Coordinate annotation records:
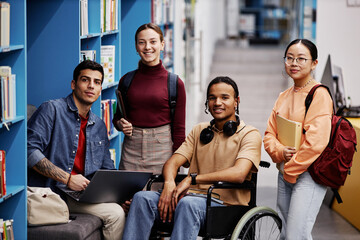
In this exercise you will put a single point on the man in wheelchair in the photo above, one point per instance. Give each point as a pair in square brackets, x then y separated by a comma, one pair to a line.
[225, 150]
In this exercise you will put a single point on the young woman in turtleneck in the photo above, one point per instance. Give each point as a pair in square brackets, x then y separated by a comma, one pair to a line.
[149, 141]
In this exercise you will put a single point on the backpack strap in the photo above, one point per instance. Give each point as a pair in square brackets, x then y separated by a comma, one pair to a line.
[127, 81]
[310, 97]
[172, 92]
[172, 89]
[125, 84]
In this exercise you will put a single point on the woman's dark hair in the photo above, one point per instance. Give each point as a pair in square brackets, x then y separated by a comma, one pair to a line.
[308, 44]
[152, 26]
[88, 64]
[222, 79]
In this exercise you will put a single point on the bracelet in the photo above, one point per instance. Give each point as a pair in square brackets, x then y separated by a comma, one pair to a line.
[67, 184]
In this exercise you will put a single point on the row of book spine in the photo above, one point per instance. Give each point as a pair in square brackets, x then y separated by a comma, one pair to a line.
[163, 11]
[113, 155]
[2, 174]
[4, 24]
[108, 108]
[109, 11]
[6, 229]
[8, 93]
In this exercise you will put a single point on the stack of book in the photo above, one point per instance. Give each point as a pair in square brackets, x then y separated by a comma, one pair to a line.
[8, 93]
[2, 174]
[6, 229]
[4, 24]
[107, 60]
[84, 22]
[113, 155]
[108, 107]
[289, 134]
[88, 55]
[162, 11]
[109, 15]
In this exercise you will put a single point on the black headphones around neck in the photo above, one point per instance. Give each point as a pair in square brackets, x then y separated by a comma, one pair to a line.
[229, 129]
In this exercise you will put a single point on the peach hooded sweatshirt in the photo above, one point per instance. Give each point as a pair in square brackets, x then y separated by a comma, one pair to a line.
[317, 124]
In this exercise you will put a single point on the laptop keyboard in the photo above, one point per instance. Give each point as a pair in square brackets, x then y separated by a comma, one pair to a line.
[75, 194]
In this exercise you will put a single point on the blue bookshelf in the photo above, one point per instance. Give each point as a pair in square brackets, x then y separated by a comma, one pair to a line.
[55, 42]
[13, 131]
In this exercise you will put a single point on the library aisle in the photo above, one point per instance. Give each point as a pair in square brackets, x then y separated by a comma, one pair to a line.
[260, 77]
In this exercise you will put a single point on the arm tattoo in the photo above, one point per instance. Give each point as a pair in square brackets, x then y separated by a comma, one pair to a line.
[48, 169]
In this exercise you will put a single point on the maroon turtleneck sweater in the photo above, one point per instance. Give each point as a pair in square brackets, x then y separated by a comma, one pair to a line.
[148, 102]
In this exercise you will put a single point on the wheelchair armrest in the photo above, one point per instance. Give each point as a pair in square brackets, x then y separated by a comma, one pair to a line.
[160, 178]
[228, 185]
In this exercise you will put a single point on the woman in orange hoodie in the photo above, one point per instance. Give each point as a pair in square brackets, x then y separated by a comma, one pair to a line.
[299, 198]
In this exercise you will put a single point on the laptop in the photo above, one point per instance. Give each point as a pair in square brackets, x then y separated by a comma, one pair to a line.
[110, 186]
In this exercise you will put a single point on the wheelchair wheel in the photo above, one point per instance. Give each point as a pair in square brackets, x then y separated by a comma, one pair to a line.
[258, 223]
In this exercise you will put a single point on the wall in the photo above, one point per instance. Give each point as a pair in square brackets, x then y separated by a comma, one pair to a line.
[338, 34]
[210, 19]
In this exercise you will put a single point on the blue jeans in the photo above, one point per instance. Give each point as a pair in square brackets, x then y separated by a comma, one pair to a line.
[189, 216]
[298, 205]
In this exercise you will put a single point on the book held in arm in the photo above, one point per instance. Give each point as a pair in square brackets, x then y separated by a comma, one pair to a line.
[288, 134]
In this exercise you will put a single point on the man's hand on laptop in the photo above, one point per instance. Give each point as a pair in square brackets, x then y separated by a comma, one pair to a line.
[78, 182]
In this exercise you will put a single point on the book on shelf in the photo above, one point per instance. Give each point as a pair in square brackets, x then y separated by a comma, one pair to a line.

--- Exercise aim ---
Format every line of the records above as one numbered list, skipping any blank lines. Leave the pictures out of your answer.

--- Result of this exercise ---
1. In this exercise you will put a single point on the man in wheelchair in the photo above, one point per instance. Give each point as a pair in square brackets, x then y separated by a comma, one pair to a line.
2. [225, 150]
3. In this exercise you will put a single point on the young woman in turtleneck in the photo above, one point per instance. Give each point as a pair in square brackets, x then y separated by a comma, one pair to a line.
4. [149, 141]
5. In this exercise you will put a single point on the backpack strap in the photo above, one point per instance. Give each point as a pair in square brackets, x then y separated by a comma, one pair to a line.
6. [127, 81]
7. [310, 97]
8. [172, 92]
9. [172, 89]
10. [125, 84]
11. In this exercise you will put a single point on the woman's dark hair in the photo above, one point per instance. Give each point as a pair in square brackets, x then y separated by a comma, one pair to a line.
12. [308, 44]
13. [152, 26]
14. [88, 64]
15. [222, 79]
16. In this exercise you will put a single point on the bracelet in the photo above, one point per instance. Give each point as a pair in square brackets, x then y separated by a comma, one pair to a line.
17. [67, 184]
18. In this exercise you will put a single point on the row of book spine in the photo above, one point per instance. Give each point as a pair in square brackets, x then y separated by a comma, one pair to a line.
19. [163, 11]
20. [113, 155]
21. [2, 174]
22. [4, 24]
23. [108, 108]
24. [109, 11]
25. [6, 229]
26. [8, 93]
27. In this exercise you will put a single point on the stack of book in the photo above, one point per instance. Give each point as a pair in square brackets, x then y separated by a comma, one pair to a line.
28. [8, 93]
29. [2, 174]
30. [6, 229]
31. [4, 24]
32. [107, 60]
33. [84, 22]
34. [113, 155]
35. [108, 107]
36. [289, 134]
37. [88, 55]
38. [162, 11]
39. [109, 15]
40. In this exercise you will put a single point on the black headphones around neck in the photo above, one point per instance. Give each point as a pair in square brackets, x then y separated by a comma, one pair to a line.
41. [229, 129]
42. In this exercise you will put a single point on the peach hooded sweatshirt in the photo above, one point per instance. Give each point as a pair in square brackets, x then y separated by a comma, one pair to a line.
43. [317, 124]
44. In this exercise you will put a single point on the laptop keyboard in the photo above, one point per instance. Give each point as a pair in square brackets, x then y separated by a comma, one pair to a line.
45. [75, 194]
46. In this exercise you will put a single point on the blue bookshelf in the photo above, one point per instance. Give each point as a pair in square brackets, x then y separated by a comma, one pair to a line.
47. [55, 42]
48. [13, 131]
49. In this exercise you will put a single point on the library aisle in the photo above, one point per instance. Give each point as a pair in square brackets, x then y separated by a comma, one pair to a line.
50. [260, 77]
51. In this exercise you will put a single point on the arm tattoo in the photo above, one point per instance. Give each point as a pair in square brackets, x then y separated by a comma, one pair to a line.
52. [48, 169]
53. In this exercise you will put a single point on the maroon turtleneck sweater in the photo above, one point per instance. Give each point as a pair in square brackets, x then y separated by a comma, one pair to a line.
54. [148, 102]
55. In this exercise you will put a single point on the wheelchair armrest in the photo above, one point per instance. Give each point as a pair in square brackets, x then y separated by a comma, one pair to a line.
56. [160, 178]
57. [228, 185]
58. In this exercise you will put a single point on the woman in orange hoodie in the photo above, one point per instance. Give each point as a pair in square brackets, x then y separated by a comma, one pair to a line.
59. [299, 198]
60. In this exercise you will put a single point on the laptop in the photo above, one point per instance. Give each point as a pair in square brackets, x then y separated by a comma, one pair to a line.
61. [110, 186]
62. In this exercise you will put a single point on the wheelchair wheel in the photo above, one point per instance. Give each point as a pair in square brackets, x then y separated by a comma, one pair to a line.
63. [258, 223]
64. In this exercise you will put a single point on the wall in the photo above, one point per instance. Give each point as a pair in square brackets, x then y separated by a comma, one pair to a line.
65. [338, 34]
66. [210, 19]
67. In this exercise you will put a single point on the blue jeans in the photo above, one point per instance. Give each point as a pair in square brackets, x then y separated by a comma, one pair to a line.
68. [189, 216]
69. [298, 205]
70. In this exercise you will put a single point on the book held in arm in the photo above, one point per instance. Give each point as a pair in square brackets, x then y separated by a comma, one pair to a line.
71. [288, 134]
72. In this exercise you will put a single point on the man's hand on laptop in the photo above, one point per instance. Give each point as a pair in square brackets, x then y separated by a comma, one pair to a line.
73. [78, 182]
74. In this exercise you will put a single point on the book on shelf in the photo above, one point per instance. Give each point as a pair in square brackets, x then y separated by a comma, one pair to a line.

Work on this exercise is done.